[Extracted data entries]

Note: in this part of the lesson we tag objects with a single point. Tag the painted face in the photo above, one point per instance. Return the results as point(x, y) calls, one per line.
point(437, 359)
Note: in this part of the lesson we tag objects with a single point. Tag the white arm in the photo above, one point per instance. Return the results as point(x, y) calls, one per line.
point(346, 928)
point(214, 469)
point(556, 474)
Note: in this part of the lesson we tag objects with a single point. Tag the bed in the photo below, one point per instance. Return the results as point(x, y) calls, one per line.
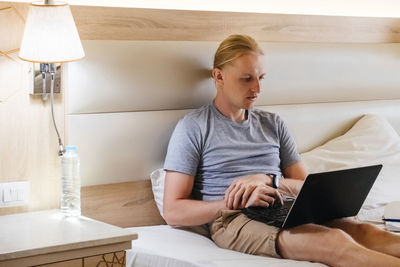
point(340, 101)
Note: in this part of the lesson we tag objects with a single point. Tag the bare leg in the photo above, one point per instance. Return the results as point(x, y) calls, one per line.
point(330, 246)
point(370, 236)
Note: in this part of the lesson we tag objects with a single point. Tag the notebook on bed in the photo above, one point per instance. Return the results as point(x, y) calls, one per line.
point(323, 197)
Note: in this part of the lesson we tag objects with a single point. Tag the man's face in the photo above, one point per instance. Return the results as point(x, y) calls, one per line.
point(241, 81)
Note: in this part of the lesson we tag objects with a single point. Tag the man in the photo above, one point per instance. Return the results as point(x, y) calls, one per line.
point(224, 156)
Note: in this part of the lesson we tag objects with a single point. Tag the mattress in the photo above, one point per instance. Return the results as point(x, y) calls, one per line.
point(165, 246)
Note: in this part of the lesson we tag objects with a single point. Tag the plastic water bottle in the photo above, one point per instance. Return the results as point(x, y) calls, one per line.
point(70, 182)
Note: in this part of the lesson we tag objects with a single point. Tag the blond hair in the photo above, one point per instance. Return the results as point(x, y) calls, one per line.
point(233, 47)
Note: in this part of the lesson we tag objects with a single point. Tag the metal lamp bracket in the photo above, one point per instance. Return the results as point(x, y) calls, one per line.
point(37, 76)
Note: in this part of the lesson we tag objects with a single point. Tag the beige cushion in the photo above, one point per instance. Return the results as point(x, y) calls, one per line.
point(372, 140)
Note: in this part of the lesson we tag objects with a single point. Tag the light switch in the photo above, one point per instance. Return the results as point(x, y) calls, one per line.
point(7, 195)
point(14, 194)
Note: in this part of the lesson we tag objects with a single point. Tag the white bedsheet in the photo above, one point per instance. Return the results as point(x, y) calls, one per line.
point(166, 246)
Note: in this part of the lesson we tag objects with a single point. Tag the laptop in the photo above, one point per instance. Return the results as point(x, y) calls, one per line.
point(323, 197)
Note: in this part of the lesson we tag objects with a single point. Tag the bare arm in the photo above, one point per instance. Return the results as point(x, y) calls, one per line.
point(179, 209)
point(295, 175)
point(256, 189)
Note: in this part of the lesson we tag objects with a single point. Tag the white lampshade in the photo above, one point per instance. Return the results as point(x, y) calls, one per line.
point(50, 35)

**YOUR INSTRUCTIONS**: Give back the records exactly, minus any pictures.

**ANSWER FOR THE TASK**:
Note: in this part of the lesson we tag objects with a single point. Tag the painted face in the photo above, one point per instance. Return the results as point(x, y) calls, one per line.
point(437, 359)
Note: in this part of the lesson we tag objects with a single point. Tag the white arm in the photo above, one point per instance. Return the results as point(x, y) calls, one per line.
point(346, 928)
point(214, 469)
point(556, 474)
Note: in this part of the lesson we tag objects with a single point. Tag the bed in the photo below, one point per instance. Return the results as point(x, y) calls, one per line.
point(340, 101)
Note: in this part of the lesson we tag objects with a single point. Tag the bare leg in the photo above, one point per instance. Return the results as point(x, y) calls, one per line.
point(330, 246)
point(370, 236)
Note: in this part of the lesson we tag objects with a single point. Tag the notebook on bed in the photo above, one point per instance. Return the results as point(x, y) calls, one per line.
point(323, 197)
Note: in this part of the lesson we tag objects with a single point. Tag the man's face in the photo above, one point per instance. Return the results as point(x, y) calls, one per line.
point(241, 81)
Note: in this part of the lesson we tag objects with a single point. Tag the man in the photo above, one point per instance. Return the results as point(x, y) calls, one per line.
point(224, 156)
Note: in this part of the lesson we tag objects with a single point. Tag the mattress in the photo above, one point per instance. Return the results as point(x, y) calls, one per line.
point(165, 246)
Note: in this part of the lesson we tag objects with a single point. Tag the plastic water bottle in the photo above, one point per instance. Return the results as point(x, y) calls, one per line.
point(70, 182)
Note: in this part of the lesson we tag objects with a single point. Tag the blond hair in the photo above, one point per instance. Return the results as point(x, y) calls, one per line.
point(233, 47)
Note: in this part of the lesson we tag objects with a single point. Tag the metal lamp bracket in the photo above, one point per instance. Return the results as point(x, y) calls, one per line.
point(37, 76)
Note: in this part of the lesson we tag objects with a single point. Tag the beige cushion in the photo above, one point per instance. Return the results as point(x, y) calls, one per line.
point(372, 140)
Note: in this part of the lesson we tag objects with a single point. Tag the light switch in the photo above, one point per instance. Return the results as point(x, y) calls, one per line.
point(7, 195)
point(14, 194)
Note: in this part of the lesson we tag objects with a single point. Tag the white bedsheet in the photo above, one point per instance. Return the results as point(x, y) calls, one per line.
point(166, 246)
Note: in this part of the lesson we tag objects with a single point. Tag the laptop in the photo above, one point per instance. Return the results as point(x, y) calls, one per line.
point(323, 197)
Note: in this part of the lesson we tag objects with a single point. Tag the bare arm in the photo above, one point per instance. Return the results as point(x, y) calls, one per line.
point(179, 209)
point(295, 175)
point(256, 189)
Note: in this part of the lesson we tag objects with a single point. Tag the white lampshade in the photo above, one point per instance. Return the results as point(x, y) calls, one per line.
point(50, 35)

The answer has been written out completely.